** Data provided follows **
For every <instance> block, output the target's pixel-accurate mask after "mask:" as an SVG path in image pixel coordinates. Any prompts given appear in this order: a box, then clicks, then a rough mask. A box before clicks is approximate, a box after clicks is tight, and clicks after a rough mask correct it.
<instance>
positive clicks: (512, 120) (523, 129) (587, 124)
** End of Data provided **
** Data provided follows **
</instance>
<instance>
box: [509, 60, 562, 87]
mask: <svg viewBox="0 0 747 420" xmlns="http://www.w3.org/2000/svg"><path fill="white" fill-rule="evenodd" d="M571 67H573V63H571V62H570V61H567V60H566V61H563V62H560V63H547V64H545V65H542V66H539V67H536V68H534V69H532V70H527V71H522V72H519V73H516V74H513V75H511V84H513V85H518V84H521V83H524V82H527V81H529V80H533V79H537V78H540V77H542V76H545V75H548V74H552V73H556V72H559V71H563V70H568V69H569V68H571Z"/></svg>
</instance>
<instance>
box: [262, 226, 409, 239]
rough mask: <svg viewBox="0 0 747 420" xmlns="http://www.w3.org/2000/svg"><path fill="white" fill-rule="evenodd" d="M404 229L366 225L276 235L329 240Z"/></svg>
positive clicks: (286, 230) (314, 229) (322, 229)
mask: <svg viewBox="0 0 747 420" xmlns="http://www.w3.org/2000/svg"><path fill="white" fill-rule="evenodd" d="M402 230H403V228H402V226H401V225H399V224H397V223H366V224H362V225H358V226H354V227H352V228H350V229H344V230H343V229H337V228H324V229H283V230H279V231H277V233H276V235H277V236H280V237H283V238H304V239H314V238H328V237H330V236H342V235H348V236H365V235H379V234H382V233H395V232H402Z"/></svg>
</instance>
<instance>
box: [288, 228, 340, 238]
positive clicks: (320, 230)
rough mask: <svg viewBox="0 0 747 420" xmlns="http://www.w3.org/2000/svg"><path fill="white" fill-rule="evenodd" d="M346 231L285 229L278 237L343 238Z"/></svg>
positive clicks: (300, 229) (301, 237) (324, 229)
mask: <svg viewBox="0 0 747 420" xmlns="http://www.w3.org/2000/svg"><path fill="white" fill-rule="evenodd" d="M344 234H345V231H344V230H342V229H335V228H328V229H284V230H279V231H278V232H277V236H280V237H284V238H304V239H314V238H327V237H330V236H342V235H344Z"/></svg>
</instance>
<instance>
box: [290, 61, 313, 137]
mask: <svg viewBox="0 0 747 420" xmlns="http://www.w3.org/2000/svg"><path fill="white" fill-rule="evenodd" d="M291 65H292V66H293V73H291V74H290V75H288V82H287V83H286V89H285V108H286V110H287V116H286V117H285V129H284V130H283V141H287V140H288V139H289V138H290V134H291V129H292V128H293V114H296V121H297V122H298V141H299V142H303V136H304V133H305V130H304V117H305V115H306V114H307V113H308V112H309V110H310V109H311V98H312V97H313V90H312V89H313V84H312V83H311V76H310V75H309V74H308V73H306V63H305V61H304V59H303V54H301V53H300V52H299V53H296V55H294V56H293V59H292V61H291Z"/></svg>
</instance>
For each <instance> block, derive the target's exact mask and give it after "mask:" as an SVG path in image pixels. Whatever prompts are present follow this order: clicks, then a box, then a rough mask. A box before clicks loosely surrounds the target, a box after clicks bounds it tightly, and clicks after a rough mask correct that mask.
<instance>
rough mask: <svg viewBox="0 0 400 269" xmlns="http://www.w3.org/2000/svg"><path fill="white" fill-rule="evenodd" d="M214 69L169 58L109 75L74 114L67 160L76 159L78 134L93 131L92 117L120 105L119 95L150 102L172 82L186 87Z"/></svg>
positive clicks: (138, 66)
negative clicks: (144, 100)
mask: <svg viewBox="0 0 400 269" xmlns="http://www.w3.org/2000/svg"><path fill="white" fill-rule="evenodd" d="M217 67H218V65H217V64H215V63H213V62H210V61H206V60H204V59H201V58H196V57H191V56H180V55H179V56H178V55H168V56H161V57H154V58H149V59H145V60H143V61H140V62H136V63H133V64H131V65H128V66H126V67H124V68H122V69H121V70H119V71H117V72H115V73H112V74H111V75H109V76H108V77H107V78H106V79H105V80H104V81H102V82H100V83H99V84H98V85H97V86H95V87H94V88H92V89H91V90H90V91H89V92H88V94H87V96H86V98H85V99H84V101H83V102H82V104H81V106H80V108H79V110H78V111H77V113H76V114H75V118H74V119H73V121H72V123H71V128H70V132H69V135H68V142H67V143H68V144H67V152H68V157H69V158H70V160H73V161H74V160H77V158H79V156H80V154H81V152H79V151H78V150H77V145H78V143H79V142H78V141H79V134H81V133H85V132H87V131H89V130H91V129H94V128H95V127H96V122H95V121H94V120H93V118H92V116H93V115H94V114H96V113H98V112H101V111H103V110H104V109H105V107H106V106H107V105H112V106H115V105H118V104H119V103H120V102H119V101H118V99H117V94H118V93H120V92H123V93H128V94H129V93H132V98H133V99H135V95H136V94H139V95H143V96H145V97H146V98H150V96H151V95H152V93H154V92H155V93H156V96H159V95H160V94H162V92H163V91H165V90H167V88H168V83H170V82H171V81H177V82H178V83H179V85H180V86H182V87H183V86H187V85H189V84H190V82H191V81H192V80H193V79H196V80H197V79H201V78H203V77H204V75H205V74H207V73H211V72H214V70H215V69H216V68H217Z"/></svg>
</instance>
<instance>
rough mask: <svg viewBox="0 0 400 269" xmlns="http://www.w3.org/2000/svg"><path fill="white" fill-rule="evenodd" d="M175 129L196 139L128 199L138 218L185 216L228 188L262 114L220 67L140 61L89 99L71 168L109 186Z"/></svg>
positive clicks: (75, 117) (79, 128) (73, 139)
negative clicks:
** End of Data provided **
## Work instructions
In the listing above, locate the line containing "69L169 58L109 75L74" and the line containing "positive clicks: (138, 66)", then transcribe both and every line between them verbatim.

## Task result
rough mask: <svg viewBox="0 0 400 269" xmlns="http://www.w3.org/2000/svg"><path fill="white" fill-rule="evenodd" d="M214 69L169 58L109 75L74 114L67 160L76 159L78 134L93 131L92 117L120 105L119 95L150 102L172 82L186 87Z"/></svg>
positive clicks: (138, 66)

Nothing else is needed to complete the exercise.